-- Begin Input --

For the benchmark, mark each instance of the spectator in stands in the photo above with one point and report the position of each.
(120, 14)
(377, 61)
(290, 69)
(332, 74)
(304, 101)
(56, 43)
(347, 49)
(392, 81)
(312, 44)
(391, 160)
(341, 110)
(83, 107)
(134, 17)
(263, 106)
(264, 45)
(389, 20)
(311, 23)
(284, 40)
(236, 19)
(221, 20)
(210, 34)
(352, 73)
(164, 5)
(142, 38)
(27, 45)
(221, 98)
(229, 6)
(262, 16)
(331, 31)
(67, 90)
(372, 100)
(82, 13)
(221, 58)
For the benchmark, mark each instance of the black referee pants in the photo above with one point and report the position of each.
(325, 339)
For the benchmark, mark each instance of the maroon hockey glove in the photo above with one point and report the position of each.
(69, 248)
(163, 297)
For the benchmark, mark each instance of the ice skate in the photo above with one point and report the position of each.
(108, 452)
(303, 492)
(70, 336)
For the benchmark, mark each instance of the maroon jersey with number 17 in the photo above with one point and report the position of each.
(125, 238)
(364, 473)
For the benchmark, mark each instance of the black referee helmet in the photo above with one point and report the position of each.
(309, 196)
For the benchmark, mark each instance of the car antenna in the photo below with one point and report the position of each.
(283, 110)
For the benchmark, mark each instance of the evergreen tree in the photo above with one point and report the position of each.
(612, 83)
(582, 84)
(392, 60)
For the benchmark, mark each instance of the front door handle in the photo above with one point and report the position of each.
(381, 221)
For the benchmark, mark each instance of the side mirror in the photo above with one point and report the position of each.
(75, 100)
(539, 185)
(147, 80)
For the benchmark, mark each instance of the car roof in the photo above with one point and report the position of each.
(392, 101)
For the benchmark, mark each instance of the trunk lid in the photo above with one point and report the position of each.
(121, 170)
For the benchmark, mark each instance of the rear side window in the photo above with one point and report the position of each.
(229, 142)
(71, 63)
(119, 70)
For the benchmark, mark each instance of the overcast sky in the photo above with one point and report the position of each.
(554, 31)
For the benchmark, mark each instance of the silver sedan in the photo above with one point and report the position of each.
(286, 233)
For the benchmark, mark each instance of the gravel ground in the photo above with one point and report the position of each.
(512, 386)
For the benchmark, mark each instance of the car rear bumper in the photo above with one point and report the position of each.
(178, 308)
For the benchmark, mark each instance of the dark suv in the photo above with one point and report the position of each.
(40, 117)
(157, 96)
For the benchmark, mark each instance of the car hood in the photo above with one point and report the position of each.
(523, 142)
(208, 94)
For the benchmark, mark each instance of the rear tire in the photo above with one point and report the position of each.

-- End Input --

• Exercise directions: Reproduce the records above exactly.

• Full answer:
For the benchmark, mark each instance of the spectator in stands in the photo above with one point and report the position of each.
(120, 14)
(377, 61)
(290, 69)
(332, 74)
(304, 101)
(56, 43)
(347, 49)
(392, 81)
(312, 44)
(391, 160)
(341, 110)
(83, 107)
(134, 17)
(263, 106)
(264, 45)
(389, 20)
(311, 23)
(284, 40)
(236, 19)
(221, 20)
(210, 34)
(352, 73)
(164, 5)
(142, 38)
(27, 45)
(221, 98)
(229, 6)
(262, 16)
(331, 31)
(67, 90)
(372, 100)
(82, 13)
(221, 58)
For the benchmark, mark each instance of the black referee pants in the photo above with one point and report the position of each.
(325, 339)
For the benchmark, mark each instance of the maroon hockey glove in the photo above with one point and report the position of each.
(69, 248)
(163, 297)
For the benchmark, mark each instance of the ice skate in the photo above with one point and report the position of each.
(108, 452)
(303, 492)
(70, 336)
For the benchmark, mark each instance of the maroon jersey with number 17 in the photo above with one point and report the position of each.
(125, 238)
(364, 473)
For the benchmark, mark each instance of the black referee helmet in the photo above with one point and report the position of each.
(309, 196)
For the benchmark, mark each instance of the car antenna in the photo below with one point and report the position of each.
(283, 110)
For the benchmark, mark each instance of the evergreen tree in the photo above with one point and report the position of each.
(612, 83)
(582, 84)
(392, 60)
For the benchmark, mark each instance of the front door handle in the photo above with one point and report the position of each.
(381, 221)
For the benchmark, mark each instance of the side mirror in the photo above with one point and report the position of each.
(75, 100)
(539, 185)
(147, 80)
For the benchmark, mark each instance of the car roof in the photo above with one point and report the position of each.
(392, 101)
For the benchmark, mark each instance of the trunk lid in the photo above with one point and report the position of each.
(121, 170)
For the benchmark, mark each instance of the rear side window in the photo above with one point and report the position of each.
(229, 142)
(71, 63)
(119, 70)
For the benchmark, mark each instance of the overcast sky in the photo above with one point and report the position of each.
(554, 31)
For the benchmark, mark each instance of the silver sedan in the photo above with one point and report the position of each.
(286, 233)
For the benchmark, mark each instance of the gravel ground in the photo above with one point and report the position of each.
(512, 386)
For the benchmark, mark each instance of the car rear bumper in the photo above with one point and report the position of each.
(178, 308)
For the benchmark, mark each instance of the dark suv in the photo above with one point and report the position of each.
(40, 117)
(157, 96)
For the benchmark, mark each instance of the car hood in the photo above with one point and report the position of each.
(523, 142)
(208, 94)
For the benchmark, mark each instance of the rear tire in the photo above with one point and report the position of each.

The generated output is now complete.